What is expected — Pictures stay out; everything else from the first line of the entries down through the line with "DETECT man's face" gets copied exactly.

Source data Start Marker

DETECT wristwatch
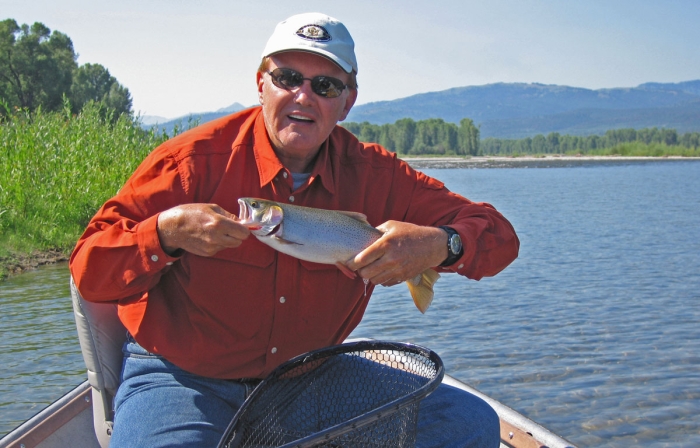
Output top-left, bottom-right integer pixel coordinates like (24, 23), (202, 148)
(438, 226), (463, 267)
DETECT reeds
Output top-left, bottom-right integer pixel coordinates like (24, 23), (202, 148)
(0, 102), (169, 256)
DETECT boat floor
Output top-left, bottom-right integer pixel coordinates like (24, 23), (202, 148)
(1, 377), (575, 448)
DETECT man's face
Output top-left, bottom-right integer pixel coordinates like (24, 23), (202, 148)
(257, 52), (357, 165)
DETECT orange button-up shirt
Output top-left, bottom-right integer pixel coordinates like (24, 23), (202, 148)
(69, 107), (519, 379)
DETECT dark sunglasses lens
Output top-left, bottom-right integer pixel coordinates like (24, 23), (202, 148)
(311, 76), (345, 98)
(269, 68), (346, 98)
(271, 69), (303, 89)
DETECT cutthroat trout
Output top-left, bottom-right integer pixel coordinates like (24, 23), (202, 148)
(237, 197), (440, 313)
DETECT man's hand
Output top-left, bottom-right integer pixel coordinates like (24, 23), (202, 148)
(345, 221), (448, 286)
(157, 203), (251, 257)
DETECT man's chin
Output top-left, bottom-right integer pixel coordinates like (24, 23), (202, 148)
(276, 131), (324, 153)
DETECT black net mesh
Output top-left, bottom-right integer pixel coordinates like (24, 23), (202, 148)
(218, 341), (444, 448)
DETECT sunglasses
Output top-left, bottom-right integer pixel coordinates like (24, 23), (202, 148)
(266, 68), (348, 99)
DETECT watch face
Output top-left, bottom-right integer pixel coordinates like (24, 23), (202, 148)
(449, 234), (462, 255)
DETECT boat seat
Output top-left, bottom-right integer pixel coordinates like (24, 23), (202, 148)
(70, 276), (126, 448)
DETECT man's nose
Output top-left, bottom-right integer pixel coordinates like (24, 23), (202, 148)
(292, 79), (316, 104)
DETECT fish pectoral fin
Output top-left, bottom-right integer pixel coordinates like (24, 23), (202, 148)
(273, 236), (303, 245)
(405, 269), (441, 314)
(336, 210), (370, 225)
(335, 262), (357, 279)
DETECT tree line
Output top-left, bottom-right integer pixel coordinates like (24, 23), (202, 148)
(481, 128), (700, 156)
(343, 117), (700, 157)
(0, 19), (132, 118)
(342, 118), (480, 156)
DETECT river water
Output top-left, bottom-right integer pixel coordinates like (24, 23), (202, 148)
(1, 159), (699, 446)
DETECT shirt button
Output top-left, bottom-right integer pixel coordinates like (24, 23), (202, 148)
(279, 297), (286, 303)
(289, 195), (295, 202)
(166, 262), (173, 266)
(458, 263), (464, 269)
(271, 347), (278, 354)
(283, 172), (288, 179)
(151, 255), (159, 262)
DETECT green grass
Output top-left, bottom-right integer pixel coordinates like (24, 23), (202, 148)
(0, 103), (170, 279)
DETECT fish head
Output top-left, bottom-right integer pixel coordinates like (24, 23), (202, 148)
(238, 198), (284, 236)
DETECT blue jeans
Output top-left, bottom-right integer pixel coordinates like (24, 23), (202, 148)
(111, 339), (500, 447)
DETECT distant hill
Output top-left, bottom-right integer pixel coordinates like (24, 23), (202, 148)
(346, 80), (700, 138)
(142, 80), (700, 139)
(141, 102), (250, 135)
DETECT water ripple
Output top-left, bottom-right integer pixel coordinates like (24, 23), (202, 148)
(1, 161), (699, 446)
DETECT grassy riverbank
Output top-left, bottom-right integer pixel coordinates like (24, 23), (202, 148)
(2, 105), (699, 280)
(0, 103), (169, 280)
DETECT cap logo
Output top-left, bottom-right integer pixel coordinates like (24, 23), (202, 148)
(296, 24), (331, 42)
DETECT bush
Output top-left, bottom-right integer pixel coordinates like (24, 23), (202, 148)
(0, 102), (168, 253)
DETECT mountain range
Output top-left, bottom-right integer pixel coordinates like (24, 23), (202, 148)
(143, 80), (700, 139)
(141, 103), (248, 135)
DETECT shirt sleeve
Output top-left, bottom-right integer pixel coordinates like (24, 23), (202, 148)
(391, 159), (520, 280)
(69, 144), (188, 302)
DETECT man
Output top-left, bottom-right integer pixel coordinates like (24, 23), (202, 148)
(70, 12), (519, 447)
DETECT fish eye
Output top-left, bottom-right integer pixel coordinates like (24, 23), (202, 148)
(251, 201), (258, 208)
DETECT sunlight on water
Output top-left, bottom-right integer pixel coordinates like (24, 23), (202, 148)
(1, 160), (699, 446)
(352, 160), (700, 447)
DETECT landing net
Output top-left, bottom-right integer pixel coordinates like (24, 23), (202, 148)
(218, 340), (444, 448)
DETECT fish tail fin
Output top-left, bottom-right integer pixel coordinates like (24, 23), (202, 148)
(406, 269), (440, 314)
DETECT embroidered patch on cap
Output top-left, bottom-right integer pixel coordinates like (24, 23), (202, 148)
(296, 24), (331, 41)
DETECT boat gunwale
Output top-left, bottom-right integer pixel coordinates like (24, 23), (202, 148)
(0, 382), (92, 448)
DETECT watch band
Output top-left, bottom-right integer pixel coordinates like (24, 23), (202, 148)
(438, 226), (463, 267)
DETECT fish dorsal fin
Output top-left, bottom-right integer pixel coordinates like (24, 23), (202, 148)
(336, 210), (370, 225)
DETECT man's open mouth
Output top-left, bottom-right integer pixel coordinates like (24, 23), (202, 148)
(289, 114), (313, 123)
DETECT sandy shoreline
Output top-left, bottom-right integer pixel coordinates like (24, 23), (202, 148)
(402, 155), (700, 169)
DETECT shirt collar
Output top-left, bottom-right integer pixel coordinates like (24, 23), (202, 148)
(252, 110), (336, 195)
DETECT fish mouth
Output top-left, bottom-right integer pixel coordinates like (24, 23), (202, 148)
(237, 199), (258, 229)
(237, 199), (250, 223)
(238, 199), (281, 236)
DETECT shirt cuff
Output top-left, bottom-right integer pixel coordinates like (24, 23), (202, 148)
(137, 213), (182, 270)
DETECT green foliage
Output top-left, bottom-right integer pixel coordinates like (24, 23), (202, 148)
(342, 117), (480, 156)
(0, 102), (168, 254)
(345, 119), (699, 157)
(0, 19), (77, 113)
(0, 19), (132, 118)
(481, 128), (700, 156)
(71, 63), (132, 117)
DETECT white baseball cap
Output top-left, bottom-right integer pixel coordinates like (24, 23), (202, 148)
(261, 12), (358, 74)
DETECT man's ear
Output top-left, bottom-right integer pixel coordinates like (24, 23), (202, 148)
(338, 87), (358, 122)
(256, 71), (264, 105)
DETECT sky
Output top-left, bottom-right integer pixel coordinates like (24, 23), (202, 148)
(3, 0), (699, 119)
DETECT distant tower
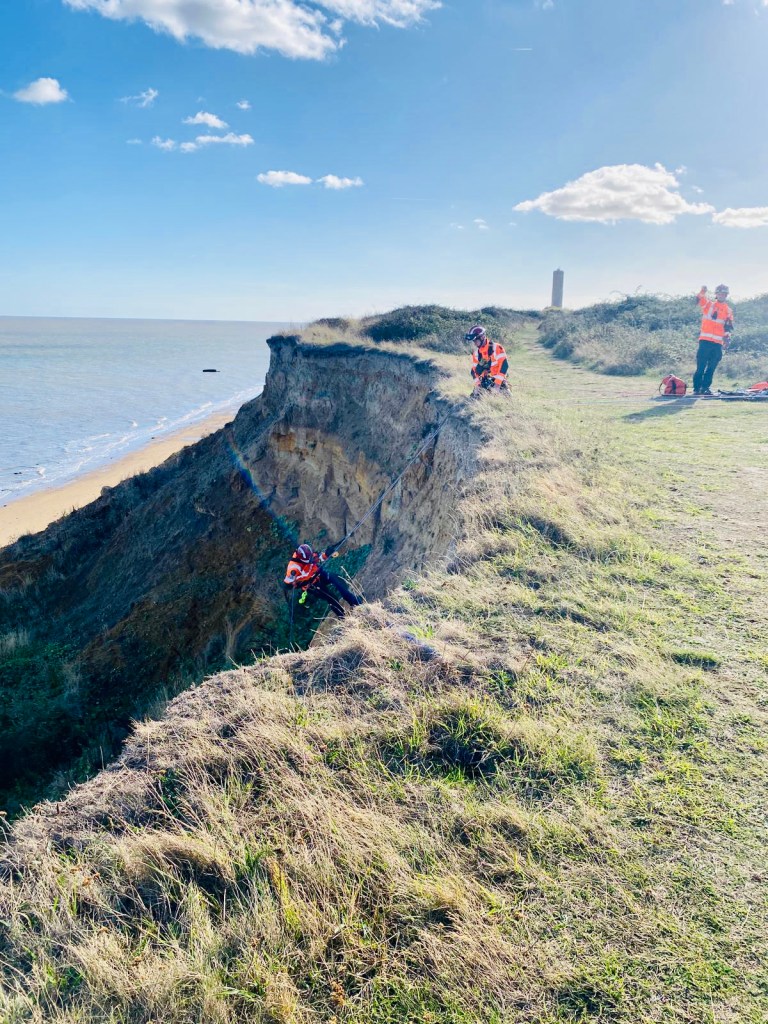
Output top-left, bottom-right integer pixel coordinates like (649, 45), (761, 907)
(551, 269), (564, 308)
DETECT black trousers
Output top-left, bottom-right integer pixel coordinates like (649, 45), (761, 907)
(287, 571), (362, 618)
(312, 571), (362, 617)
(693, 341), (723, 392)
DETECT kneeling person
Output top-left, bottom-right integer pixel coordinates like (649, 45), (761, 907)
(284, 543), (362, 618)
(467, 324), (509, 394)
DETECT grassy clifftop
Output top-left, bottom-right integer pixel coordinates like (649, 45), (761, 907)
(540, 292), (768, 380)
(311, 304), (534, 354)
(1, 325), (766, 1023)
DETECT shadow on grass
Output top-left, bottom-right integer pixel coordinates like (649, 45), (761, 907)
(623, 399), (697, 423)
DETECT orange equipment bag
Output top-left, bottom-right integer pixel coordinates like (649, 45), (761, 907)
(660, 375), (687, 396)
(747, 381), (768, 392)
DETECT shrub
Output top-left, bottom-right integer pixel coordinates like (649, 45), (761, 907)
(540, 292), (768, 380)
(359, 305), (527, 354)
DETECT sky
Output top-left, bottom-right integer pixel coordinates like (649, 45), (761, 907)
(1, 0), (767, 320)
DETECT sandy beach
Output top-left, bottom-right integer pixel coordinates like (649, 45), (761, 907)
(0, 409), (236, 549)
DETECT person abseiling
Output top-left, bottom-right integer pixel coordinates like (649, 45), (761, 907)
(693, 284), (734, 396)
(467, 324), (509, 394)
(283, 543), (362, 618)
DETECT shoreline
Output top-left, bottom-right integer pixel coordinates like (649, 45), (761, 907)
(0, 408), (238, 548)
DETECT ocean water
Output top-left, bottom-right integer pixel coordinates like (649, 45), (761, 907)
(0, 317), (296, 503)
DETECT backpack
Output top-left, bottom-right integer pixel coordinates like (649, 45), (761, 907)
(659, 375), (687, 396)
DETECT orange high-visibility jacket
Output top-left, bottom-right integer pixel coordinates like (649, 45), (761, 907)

Source data End Marker

Answer section —
DETECT wristwatch
Output top-left, bottom-right integer pixel coordinates like (24, 23), (202, 148)
(438, 226), (463, 267)
DETECT reeds
Output top-left, bottom-right integer pixel coordinates like (24, 23), (202, 148)
(0, 102), (169, 256)
DETECT boat floor
Output top-left, bottom-right integer pixel coordinates like (24, 23), (202, 148)
(1, 377), (575, 448)
DETECT man's face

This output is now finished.